> _WHAT YOU NEED TO DO_:
Write out the records below word for word, from the line with "Target: ocean wave" up to and including the line with "column 240, row 156".

> _INPUT ROWS_:

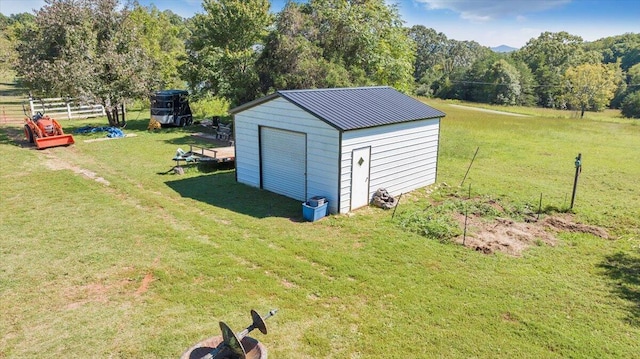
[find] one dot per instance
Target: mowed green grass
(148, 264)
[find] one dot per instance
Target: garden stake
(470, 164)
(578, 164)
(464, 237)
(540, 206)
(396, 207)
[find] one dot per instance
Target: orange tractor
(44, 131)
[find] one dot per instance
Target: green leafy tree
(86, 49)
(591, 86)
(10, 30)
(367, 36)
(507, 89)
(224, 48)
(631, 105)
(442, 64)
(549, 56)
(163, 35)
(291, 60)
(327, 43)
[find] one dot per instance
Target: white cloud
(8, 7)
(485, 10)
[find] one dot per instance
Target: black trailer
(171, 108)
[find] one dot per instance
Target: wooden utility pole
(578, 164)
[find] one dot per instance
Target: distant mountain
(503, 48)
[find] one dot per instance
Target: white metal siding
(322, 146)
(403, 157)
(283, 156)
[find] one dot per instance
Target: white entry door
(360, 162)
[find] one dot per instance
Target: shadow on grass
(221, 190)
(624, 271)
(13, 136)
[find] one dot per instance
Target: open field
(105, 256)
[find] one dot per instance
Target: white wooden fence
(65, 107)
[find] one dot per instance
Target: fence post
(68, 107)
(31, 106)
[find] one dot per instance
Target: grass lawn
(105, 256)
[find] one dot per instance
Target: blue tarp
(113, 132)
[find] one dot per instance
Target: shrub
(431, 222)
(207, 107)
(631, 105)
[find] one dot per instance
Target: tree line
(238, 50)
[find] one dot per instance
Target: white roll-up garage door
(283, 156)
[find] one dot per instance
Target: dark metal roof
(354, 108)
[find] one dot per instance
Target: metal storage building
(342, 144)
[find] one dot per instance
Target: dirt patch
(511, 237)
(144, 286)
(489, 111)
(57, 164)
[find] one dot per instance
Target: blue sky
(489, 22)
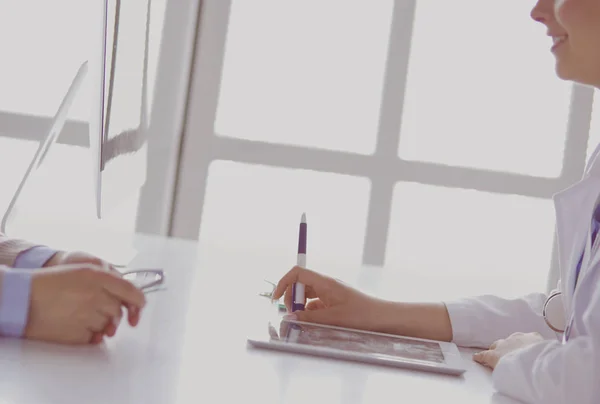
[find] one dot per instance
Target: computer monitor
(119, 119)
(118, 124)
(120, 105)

==

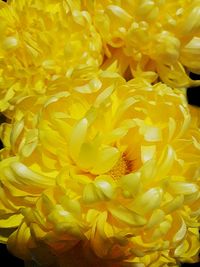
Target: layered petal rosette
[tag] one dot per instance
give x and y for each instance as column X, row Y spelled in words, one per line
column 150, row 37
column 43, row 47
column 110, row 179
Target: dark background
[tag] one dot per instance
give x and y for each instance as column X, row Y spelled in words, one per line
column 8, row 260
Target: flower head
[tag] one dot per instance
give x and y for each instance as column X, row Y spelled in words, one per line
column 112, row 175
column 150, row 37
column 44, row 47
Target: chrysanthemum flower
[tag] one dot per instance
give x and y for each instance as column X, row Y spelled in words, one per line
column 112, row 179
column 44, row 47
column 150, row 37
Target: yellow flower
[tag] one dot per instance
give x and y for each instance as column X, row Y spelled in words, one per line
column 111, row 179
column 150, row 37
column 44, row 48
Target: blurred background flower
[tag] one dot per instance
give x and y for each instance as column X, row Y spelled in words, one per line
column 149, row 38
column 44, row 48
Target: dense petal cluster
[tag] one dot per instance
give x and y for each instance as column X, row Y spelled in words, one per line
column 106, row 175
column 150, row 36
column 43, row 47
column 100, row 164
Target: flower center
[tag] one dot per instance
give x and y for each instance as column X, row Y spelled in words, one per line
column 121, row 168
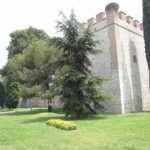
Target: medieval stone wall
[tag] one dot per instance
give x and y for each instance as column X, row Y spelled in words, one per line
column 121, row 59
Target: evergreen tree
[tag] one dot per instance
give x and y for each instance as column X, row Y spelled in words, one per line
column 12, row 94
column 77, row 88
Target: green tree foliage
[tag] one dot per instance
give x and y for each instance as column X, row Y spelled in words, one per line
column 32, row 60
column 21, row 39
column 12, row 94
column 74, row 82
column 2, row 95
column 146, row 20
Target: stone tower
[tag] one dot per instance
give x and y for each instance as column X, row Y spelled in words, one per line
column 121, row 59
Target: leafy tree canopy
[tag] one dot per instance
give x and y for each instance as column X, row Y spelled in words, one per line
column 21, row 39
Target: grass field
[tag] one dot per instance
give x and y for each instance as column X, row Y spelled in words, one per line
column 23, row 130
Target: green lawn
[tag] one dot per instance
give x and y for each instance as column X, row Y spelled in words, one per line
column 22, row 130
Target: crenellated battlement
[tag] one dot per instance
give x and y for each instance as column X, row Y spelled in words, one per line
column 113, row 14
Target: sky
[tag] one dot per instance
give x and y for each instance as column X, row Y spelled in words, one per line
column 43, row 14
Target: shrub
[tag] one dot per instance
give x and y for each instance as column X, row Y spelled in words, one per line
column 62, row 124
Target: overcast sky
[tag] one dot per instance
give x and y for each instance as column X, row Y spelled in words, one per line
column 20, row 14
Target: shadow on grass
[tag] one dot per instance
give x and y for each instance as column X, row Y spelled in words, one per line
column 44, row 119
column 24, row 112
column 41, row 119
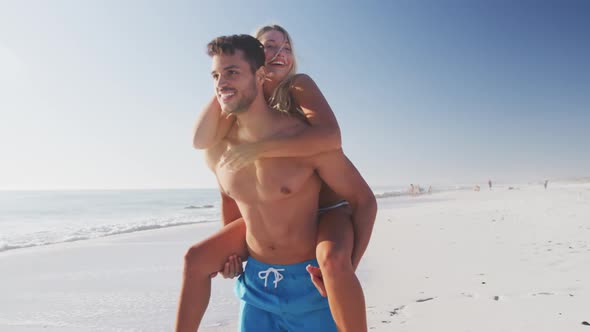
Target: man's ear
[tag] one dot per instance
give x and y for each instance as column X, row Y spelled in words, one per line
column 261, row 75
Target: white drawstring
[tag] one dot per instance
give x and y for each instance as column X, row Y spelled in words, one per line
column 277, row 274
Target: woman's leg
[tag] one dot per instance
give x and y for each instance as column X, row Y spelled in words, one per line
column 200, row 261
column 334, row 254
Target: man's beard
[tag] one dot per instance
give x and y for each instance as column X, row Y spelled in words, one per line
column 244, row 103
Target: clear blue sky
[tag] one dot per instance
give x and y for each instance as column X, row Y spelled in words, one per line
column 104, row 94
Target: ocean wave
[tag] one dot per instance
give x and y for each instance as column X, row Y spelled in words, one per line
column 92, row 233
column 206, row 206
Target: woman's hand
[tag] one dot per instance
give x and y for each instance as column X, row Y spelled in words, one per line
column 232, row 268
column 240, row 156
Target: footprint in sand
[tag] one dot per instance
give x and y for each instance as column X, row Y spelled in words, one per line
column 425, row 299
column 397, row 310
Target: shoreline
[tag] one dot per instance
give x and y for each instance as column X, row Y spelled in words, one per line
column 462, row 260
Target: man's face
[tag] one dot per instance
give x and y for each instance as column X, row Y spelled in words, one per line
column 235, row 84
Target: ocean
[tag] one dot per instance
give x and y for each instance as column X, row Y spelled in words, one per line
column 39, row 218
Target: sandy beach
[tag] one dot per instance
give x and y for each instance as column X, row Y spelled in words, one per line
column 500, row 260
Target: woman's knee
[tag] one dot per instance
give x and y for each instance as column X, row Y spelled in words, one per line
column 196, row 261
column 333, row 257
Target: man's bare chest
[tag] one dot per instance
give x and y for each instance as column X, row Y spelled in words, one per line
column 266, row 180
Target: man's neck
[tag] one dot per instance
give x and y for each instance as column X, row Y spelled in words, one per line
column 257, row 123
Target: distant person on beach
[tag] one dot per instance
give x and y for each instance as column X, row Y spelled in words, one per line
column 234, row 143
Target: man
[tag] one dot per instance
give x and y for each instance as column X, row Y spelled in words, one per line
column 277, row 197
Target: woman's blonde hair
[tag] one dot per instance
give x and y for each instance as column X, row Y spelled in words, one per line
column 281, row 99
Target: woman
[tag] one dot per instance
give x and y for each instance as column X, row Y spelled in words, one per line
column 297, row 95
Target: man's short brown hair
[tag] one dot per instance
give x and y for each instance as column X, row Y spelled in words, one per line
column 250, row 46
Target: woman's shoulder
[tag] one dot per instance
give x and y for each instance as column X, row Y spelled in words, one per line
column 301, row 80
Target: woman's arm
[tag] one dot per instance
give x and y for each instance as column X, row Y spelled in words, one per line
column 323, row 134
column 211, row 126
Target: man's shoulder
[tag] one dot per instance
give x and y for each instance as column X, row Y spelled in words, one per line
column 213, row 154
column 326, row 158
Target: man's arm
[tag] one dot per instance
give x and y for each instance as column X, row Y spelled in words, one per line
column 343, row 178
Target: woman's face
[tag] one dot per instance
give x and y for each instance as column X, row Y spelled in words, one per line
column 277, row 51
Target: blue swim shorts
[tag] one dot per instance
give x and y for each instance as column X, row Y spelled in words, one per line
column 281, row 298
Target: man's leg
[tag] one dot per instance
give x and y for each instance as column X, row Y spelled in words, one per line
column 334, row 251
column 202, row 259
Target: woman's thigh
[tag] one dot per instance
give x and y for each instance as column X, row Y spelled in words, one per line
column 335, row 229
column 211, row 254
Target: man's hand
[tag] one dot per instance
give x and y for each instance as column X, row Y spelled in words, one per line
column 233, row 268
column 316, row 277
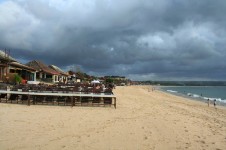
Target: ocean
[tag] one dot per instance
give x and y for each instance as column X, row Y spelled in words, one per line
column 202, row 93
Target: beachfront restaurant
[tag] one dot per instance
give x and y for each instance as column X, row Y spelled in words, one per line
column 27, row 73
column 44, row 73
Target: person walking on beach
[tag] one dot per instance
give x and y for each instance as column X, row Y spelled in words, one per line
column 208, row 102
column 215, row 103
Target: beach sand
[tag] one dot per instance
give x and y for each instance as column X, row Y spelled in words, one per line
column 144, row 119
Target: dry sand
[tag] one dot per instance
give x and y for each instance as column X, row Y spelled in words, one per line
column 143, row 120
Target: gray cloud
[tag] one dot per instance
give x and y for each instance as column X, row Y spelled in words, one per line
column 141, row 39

> _RESULT_:
Target: ocean wave
[tag] one dot per instance
give x and y for each instance as column X, row Y spelled in words, one per line
column 92, row 233
column 206, row 206
Target: woman's hand
[tag] one dot per instance
give x and y for each instance as column X, row Y spelled in words, one per line
column 232, row 268
column 240, row 156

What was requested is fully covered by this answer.